-- START Entries provided --

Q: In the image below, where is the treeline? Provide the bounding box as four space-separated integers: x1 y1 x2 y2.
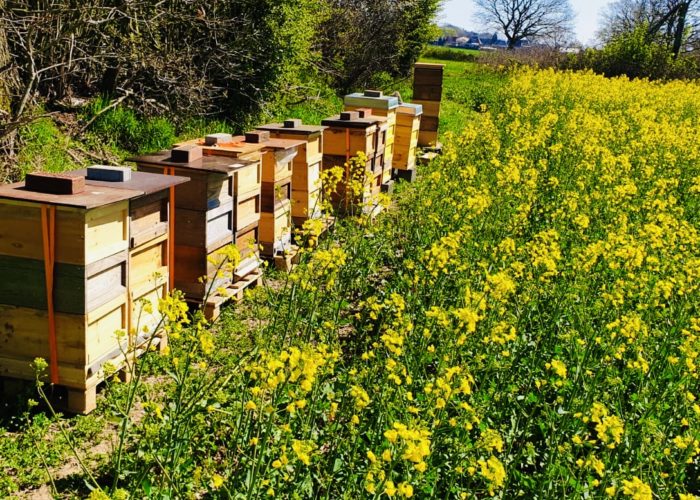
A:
0 0 439 148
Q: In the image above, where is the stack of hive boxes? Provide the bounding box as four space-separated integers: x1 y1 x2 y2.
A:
0 170 186 413
176 133 264 268
344 90 399 189
179 131 304 258
321 111 377 212
258 119 326 227
130 145 261 304
413 63 444 147
68 166 189 335
394 103 423 181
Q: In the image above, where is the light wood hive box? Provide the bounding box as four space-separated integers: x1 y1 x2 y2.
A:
394 103 423 170
130 147 262 301
343 90 399 168
69 166 189 335
258 119 326 225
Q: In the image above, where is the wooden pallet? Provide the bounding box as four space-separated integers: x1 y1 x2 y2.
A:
0 331 168 415
193 268 262 321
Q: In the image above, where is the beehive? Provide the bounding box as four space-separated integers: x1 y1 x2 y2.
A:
344 90 399 169
394 103 423 170
356 108 392 193
69 166 189 340
258 120 326 226
413 63 444 147
321 111 381 212
130 146 262 302
0 176 151 412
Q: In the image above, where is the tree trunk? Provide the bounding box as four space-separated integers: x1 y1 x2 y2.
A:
0 0 19 183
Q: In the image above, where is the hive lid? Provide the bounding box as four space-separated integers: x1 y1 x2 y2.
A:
233 134 306 150
413 63 445 71
0 182 142 209
68 167 190 195
397 102 423 116
321 111 376 129
256 120 328 136
173 135 266 155
343 90 399 109
126 148 257 175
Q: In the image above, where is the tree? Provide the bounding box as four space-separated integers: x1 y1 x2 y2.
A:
474 0 574 49
598 0 700 58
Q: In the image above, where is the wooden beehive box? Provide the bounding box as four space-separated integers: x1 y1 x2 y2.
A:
394 103 423 170
0 178 151 412
413 63 444 147
69 166 189 333
130 146 262 302
321 111 377 159
343 90 399 168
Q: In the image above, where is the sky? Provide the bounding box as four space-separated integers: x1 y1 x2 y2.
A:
439 0 611 45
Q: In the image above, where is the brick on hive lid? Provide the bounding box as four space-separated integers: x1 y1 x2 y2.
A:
204 132 233 146
245 130 270 144
284 118 301 128
85 165 131 182
340 111 360 121
24 172 85 194
170 145 202 163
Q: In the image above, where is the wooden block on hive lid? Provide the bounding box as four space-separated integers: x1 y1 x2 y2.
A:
170 144 203 163
85 165 131 182
418 130 438 147
204 132 233 146
25 172 85 195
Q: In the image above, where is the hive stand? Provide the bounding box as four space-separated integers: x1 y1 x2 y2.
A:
413 63 445 150
0 176 157 413
321 111 381 213
129 145 262 319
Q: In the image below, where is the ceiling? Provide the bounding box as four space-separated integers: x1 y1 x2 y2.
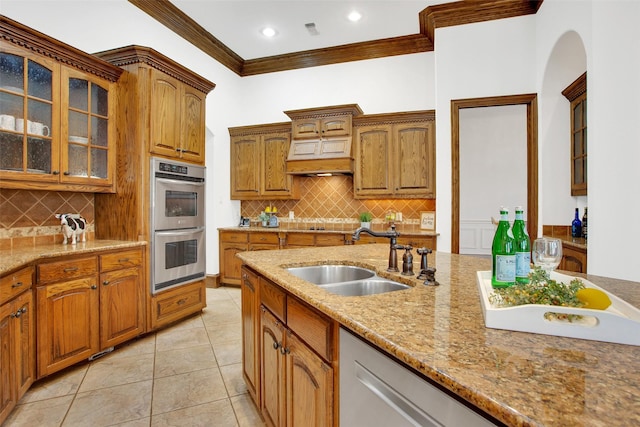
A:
171 0 452 59
129 0 542 76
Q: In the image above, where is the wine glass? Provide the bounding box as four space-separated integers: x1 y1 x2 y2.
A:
532 237 562 274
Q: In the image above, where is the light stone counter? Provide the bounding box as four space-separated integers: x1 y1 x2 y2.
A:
238 245 640 427
0 240 147 275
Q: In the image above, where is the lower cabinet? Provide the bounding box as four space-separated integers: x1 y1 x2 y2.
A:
36 248 146 378
242 267 337 427
0 276 36 424
240 267 260 407
149 280 207 330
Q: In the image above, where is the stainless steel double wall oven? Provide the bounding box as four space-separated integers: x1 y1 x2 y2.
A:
150 157 206 294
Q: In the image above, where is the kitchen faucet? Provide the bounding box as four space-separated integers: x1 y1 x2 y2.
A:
351 225 400 272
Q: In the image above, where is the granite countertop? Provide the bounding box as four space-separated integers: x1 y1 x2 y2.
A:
238 244 640 426
218 223 439 236
0 240 147 275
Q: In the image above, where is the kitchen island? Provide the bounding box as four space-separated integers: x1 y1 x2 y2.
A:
238 244 640 426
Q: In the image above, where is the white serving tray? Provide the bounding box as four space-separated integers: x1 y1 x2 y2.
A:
477 271 640 345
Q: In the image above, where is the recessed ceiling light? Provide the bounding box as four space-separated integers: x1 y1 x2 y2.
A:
347 10 362 22
260 27 278 38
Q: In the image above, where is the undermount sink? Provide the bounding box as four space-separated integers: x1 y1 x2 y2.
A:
286 264 411 296
322 279 411 297
287 264 376 285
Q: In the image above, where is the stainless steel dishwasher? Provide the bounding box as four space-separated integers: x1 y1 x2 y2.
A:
340 328 494 427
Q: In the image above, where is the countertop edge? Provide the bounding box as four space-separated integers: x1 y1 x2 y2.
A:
0 240 148 276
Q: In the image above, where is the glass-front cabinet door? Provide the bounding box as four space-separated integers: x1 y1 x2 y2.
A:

-- END Entries provided --

_Work instructions_: Update all the records by changing every "space-separated integers" to "whole numbers separated by spaces" and keeping everything else the same. Leave out the pictures.

_Result for this task_:
Q: In the image below, where is the treeline? Provide the bounding box as four whole numbers separated by spaces: x1 y1 x2 y2.
A:
0 0 439 148
Q: In the image above, where is the stack of hive boxes? Provide the bounding box as four whole numbers separated by spaces: x1 y1 x2 y2.
A:
0 170 186 413
176 133 264 268
344 90 399 189
179 131 304 258
321 111 377 212
258 119 326 227
130 145 261 304
413 63 444 147
68 166 189 335
394 103 423 181
Q: In the image above, where is the light wood hive box? Provide the bounding box as four whole numbers separated by spaces: x1 y1 x2 y2.
A:
394 103 423 170
130 147 262 301
343 90 399 168
69 166 189 335
258 119 326 225
Q: In the image above, where is the wooden pallet? Provide the bounding box as four whole numbers separated by spaces: x1 y1 x2 y2.
A:
0 331 168 415
193 268 262 321
Q: In the image above, where is the beehive? Provide the bounding box as four whole numbers separated by spaces: x1 y1 x2 y2.
A:
344 90 399 169
394 103 423 170
356 108 392 193
69 166 189 340
258 120 326 226
413 63 444 147
321 111 381 212
130 146 262 302
0 176 151 412
Q: In the image above, where is the tree trunk? Provide the bounding box as four whole numbers separated by spaces: x1 y1 x2 y2.
A:
0 0 19 183
Q: In the image above, where is the hive lid? Provide the bounding box as four whole numbers separated by spaces: x1 y1 x2 y2.
A:
233 134 306 150
413 63 445 71
0 182 142 209
68 167 190 195
397 102 423 116
321 111 376 129
256 120 328 136
173 135 266 155
343 90 399 109
126 148 257 175
Q: In the image above, where is the tree? Provide the bounding box as four whole numbers separated by spaces: x1 y1 x2 y2.
A:
474 0 574 49
598 0 700 58
Q: In the image above, where is the wooden beehive box? Provide the bounding box as four whole numbers separated by spaces: x1 y1 x2 y2.
A:
394 103 423 170
0 178 151 412
413 63 444 147
69 166 189 333
130 146 262 302
321 111 377 159
343 90 399 168
Q: In the image above, where is the sky? Provide the bounding box as four whole numbers separated by spaces: x1 y1 x2 y2.
A:
439 0 611 45
Q: In the image above, where is the brick on hive lid? Provide the bounding box as four whole numbers separated by spaces: x1 y1 x2 y2.
A:
204 132 233 146
245 130 270 144
284 118 301 128
85 165 131 182
340 111 360 121
24 172 85 194
170 145 202 163
Q: In the image above, where is the wooden block on hive lid? Provide the bounding box as four whole numbers separated by spaces: x1 y1 x2 y2.
A:
170 144 203 163
85 165 131 182
418 130 438 147
204 132 233 146
25 172 85 195
Q: In the image above, where is the hive stand? Provide the bounding box as four whole numbers separated by spaces: x1 y1 x2 y2.
A:
413 63 445 150
0 176 157 413
321 111 381 213
129 145 262 319
Q: In the image below, where is the ceiling? Provide the bounding box as four whole numbers separated by spaces: x1 y1 x2 y2.
A:
171 0 452 59
129 0 542 76
Q: In the image above, where is the wine glass? Provide the bounding box as four whole numbers separated by spaces: x1 y1 x2 y2.
A:
532 237 562 274
Q: In the image above, where is the light stone counter? Provide the bounding box as four whole numbers separated by spaces: x1 y1 x2 y2.
A:
238 245 640 427
0 240 147 275
Q: In the image above, where is the lower cabinet? Provide the bounding box as four whole numbers separated by spaces: x1 y1 x2 y2.
A:
36 248 146 378
242 267 337 427
0 276 36 424
240 267 260 407
149 280 207 330
Q: In the image above, where is the stainless steel double wall oven? Provide the bounding box as four whole numbers separated by spaces: x1 y1 x2 y2.
A:
150 157 206 294
Q: In the image above, where is the kitchen faucet? Provide the bounding box as four whole numbers separated by spaces: x1 y1 x2 y2.
A:
351 225 400 272
Q: In the image above, where is the granite countertop? Provide the bounding box as four whole numbers separated by spaces: x1 y1 x2 y2.
A:
238 244 640 426
218 223 439 236
0 240 147 275
Q: In the image above, where is the kitchen island? Provide the bounding box as four whole numbers separated by spaces: x1 y1 x2 y2.
A:
238 244 640 426
Q: In the image above, where is the white serving tray? Provide the bounding box as four whole numbers separated by spaces: x1 y1 x2 y2.
A:
477 271 640 345
Q: In the image above, where is the recessed ceiling light? Provide the bounding box as four whole numbers separated by spaces: x1 y1 x2 y2.
A:
347 10 362 22
260 27 278 38
Q: In the image above, where is the undermount sink? Provide the bounding box as four whole numbers separated by spaces: x1 y1 x2 y2.
A:
286 264 411 296
322 279 411 297
287 264 376 285
Q: In the image above, where is the stainless steel dishwasher? Provide the bounding box as four whole numbers separated by spaces: x1 y1 x2 y2.
A:
340 328 494 427
Q: In the image above, where is the countertop edge? Provide the bounding box as four whole numbers separated by spaces: x1 y1 x2 y2.
A:
0 240 148 276
Q: In the image above, where is the glass-front cabinet door? Provide the bounding box as four whole numbers separated by spaces: x1 y1 x2 y2.
A:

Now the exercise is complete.